The full set of entries below must be returned exactly as shown.

## Records supplied
-------------------------

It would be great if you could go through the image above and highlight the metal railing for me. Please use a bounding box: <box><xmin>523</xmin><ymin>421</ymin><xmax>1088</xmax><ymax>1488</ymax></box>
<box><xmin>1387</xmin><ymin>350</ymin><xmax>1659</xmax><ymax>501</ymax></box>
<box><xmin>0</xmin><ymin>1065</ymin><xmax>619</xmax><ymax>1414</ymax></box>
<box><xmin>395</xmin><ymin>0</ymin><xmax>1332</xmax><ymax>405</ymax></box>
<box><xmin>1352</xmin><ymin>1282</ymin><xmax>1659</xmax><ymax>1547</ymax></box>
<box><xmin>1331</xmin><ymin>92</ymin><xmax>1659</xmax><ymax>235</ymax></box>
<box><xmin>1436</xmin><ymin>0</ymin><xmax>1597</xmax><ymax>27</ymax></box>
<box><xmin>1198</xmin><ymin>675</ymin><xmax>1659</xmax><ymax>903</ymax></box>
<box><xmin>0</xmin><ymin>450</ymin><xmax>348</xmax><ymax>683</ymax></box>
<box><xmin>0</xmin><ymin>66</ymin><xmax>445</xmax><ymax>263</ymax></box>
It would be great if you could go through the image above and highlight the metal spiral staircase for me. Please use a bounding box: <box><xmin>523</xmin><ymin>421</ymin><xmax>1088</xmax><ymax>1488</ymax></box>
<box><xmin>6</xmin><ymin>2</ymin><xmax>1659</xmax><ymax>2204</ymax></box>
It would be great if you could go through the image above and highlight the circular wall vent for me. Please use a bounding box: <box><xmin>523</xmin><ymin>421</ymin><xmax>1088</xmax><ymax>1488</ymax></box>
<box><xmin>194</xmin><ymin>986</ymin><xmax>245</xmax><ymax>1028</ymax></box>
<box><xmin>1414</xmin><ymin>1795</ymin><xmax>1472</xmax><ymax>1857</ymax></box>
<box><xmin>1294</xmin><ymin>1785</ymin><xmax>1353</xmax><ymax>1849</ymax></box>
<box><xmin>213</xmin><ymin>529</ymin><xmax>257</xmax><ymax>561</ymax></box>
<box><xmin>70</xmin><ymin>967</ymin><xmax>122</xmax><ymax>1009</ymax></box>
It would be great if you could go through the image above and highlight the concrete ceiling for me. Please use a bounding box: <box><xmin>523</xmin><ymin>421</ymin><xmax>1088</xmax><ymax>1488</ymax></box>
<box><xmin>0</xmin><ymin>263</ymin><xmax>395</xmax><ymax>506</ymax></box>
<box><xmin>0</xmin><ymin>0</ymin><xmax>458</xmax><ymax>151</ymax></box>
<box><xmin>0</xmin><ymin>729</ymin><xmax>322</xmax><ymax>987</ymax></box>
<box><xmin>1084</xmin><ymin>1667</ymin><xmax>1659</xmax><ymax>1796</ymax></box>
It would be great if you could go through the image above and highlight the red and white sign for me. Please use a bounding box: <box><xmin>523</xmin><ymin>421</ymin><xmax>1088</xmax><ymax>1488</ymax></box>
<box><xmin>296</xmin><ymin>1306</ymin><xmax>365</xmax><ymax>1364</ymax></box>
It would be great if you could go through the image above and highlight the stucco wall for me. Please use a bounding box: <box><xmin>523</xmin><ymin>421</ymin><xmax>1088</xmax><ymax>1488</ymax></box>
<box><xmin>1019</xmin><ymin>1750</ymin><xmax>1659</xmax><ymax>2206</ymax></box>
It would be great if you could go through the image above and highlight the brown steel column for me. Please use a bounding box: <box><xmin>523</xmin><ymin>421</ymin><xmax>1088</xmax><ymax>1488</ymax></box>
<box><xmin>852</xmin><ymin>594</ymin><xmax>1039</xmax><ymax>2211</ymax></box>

-------------------------

## Result of the task
It would be great if you could go through the image above and highlight the metal railing for me. Please use a bounding box: <box><xmin>523</xmin><ymin>421</ymin><xmax>1088</xmax><ymax>1488</ymax></box>
<box><xmin>1387</xmin><ymin>350</ymin><xmax>1659</xmax><ymax>501</ymax></box>
<box><xmin>0</xmin><ymin>1065</ymin><xmax>619</xmax><ymax>1414</ymax></box>
<box><xmin>395</xmin><ymin>0</ymin><xmax>1332</xmax><ymax>405</ymax></box>
<box><xmin>1352</xmin><ymin>1282</ymin><xmax>1659</xmax><ymax>1547</ymax></box>
<box><xmin>1331</xmin><ymin>92</ymin><xmax>1659</xmax><ymax>235</ymax></box>
<box><xmin>1436</xmin><ymin>0</ymin><xmax>1597</xmax><ymax>27</ymax></box>
<box><xmin>1198</xmin><ymin>675</ymin><xmax>1659</xmax><ymax>903</ymax></box>
<box><xmin>0</xmin><ymin>450</ymin><xmax>348</xmax><ymax>683</ymax></box>
<box><xmin>0</xmin><ymin>66</ymin><xmax>445</xmax><ymax>263</ymax></box>
It would be great if you could go through the image above and highlight the metal spiral staircase for me. Please use a bounding box: <box><xmin>523</xmin><ymin>421</ymin><xmax>1088</xmax><ymax>1488</ymax></box>
<box><xmin>6</xmin><ymin>2</ymin><xmax>1659</xmax><ymax>2204</ymax></box>
It would be great if you could go through the image above and highlight the circular wall vent for me. Please use a bounding box: <box><xmin>523</xmin><ymin>421</ymin><xmax>1088</xmax><ymax>1488</ymax></box>
<box><xmin>194</xmin><ymin>986</ymin><xmax>245</xmax><ymax>1028</ymax></box>
<box><xmin>1414</xmin><ymin>1795</ymin><xmax>1472</xmax><ymax>1857</ymax></box>
<box><xmin>1294</xmin><ymin>1785</ymin><xmax>1353</xmax><ymax>1849</ymax></box>
<box><xmin>213</xmin><ymin>529</ymin><xmax>257</xmax><ymax>561</ymax></box>
<box><xmin>70</xmin><ymin>967</ymin><xmax>122</xmax><ymax>1009</ymax></box>
It would be great if you could go through the image above and highlight the concrete ceiling for me. Please use a bounding box: <box><xmin>523</xmin><ymin>421</ymin><xmax>1088</xmax><ymax>1488</ymax></box>
<box><xmin>0</xmin><ymin>263</ymin><xmax>395</xmax><ymax>506</ymax></box>
<box><xmin>0</xmin><ymin>0</ymin><xmax>458</xmax><ymax>151</ymax></box>
<box><xmin>0</xmin><ymin>729</ymin><xmax>322</xmax><ymax>987</ymax></box>
<box><xmin>1084</xmin><ymin>1667</ymin><xmax>1659</xmax><ymax>1796</ymax></box>
It would be great if you could go through the image above and highlight the red and white sign for me. Please use a bounding box: <box><xmin>523</xmin><ymin>421</ymin><xmax>1088</xmax><ymax>1488</ymax></box>
<box><xmin>296</xmin><ymin>1306</ymin><xmax>365</xmax><ymax>1364</ymax></box>
It would be great if you could go through the image above and highlight the stucco wall for me. Please use a bounding box: <box><xmin>523</xmin><ymin>421</ymin><xmax>1088</xmax><ymax>1488</ymax></box>
<box><xmin>1019</xmin><ymin>1750</ymin><xmax>1659</xmax><ymax>2206</ymax></box>
It would be great if you could go through the image above and highlight the brown steel column for me. Please use a bounding box: <box><xmin>523</xmin><ymin>421</ymin><xmax>1088</xmax><ymax>1488</ymax></box>
<box><xmin>852</xmin><ymin>594</ymin><xmax>1039</xmax><ymax>2211</ymax></box>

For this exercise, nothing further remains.